### SOURCE EXCERPT
• • • • •

Research Proposal

Grace Hollenberg

T00524488

Hist 3510-01

October 2, 2017

 

Research Proposal

 

How did compulsory schooling affect the home lives of urban and rural families?

 

No matter where you are in Canada, the family is often what life revolves around. Looking at the history of children’s roles in and around the home, they play a substantial role whether home is in the city or on a farm. The implementation of compulsory schooling had different effects on rural and urban families but in both cases they had large impacts on family dynamics.

 

This paper will look at how compulsory schooling inflicted change within the home and what compulsory schooling meant for the family economy in both rural and urban settings. As well, this paper will address the changing roles of children and the benefits of schools compulsory attendance. The following sources all contribute in finding how schooling affected lives in urban and rural homes. What we find is that children went from being wage contributors to being prepared for future economic prosperity through education. The value of education eventually increases in all parts of Canada through labor laws and mentality of how children are viewed. The shift from exploiting children workers to protecting them is clear. Their roles in and around the home are becoming more and more defined and life is revolving more around the clock.

 

 

Bullen, John, “Hidden Workers: Child Labour and the Family Economy in Late Nineteenth-Century Urban Ontario.” Labour/Le Travail (Fall1986): 163-87.

  • This article is useful in determining what compulsory schooling meant for urban families. As many families required every member to contribute to the family economy, whether it was a wage or completing domestic duties. This article discusses the dangers of industry work and the exploitation women and children faced in pursuit of economic stability. This article shows the inner conflict children endured with school not offering any tangible gains while employment did. The labor market increased value of education for working class children and in turn made it something worth while for children to receive. This article sheds light onto the factors that influenced urban families and their views on public schooling.

 

Clubine, Christopher, “Motherhood and Public Schooling in Victorian Toronto,” in Sara Burke and Patrice Milewski (Eds.), Schooling in Transition: Readings in the Canadian History of Education, Toronto: University of Toronto Press, 2012: 126-139

  • This article argues that Toronto parents were supportive in their childrens education and that compulsory schooling restructured families and the individual roles played within it. These arguments will be helpful in contributing to my paper as it supplies multiple examples of situations in which schools mandatory attendance shifted expectations and roles of children at home. Clubine shows the readers how childhood had become a time to be ‘controlled, monitored and supervised’ by adults and that a childs behavior reflected his mothers ability to complete her motherly duties. This shifted things at home as mothers now had to have their children fed, washed, and at school on time. Where previously, these tasks may be completed through out the day. Not only were these tasks needing to be done on time for school, a spotlight was now shining down as other adults caring for her children assessed the degree of quality in which her children are prepared. Clubine contributes factors that may have kept children from school, whether it was to work at a job and contribute to a wage to the family economy or if the child simply refused to attend, accompanied by the consequences associated with each. This article is key in contributing domestic changes that came with compulsory schooling.

 

Cochrane, Jean. “Children on the Farm.” Beaver 72, no. 4 (Agust 1992): 12. Academic Search Complete, EBSCOhost (accessed October 2, 2017).

• • • • •

### STATED PROBLEM A
Copy the records below line for line, with no changes.

Data drawn from a collection:
• • • • •

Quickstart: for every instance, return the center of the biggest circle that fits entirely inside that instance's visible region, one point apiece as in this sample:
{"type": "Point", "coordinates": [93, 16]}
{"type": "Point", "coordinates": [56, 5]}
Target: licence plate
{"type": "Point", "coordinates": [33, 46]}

• • • • •

### STATED PROBLEM B
Translate this sentence from the research proposal into Spanish: "The shift from exploiting children workers to protecting them is clear."

### CORRECT RESPONSE A
Quickstart: for every instance, return the center of the biggest circle that fits entirely inside that instance's visible region, one point apiece as in this sample:
{"type": "Point", "coordinates": [93, 16]}
{"type": "Point", "coordinates": [56, 5]}
Target: licence plate
{"type": "Point", "coordinates": [33, 46]}

### CORRECT RESPONSE B
El cambio de explotar a los niños trabajadores a protegerlos es claro.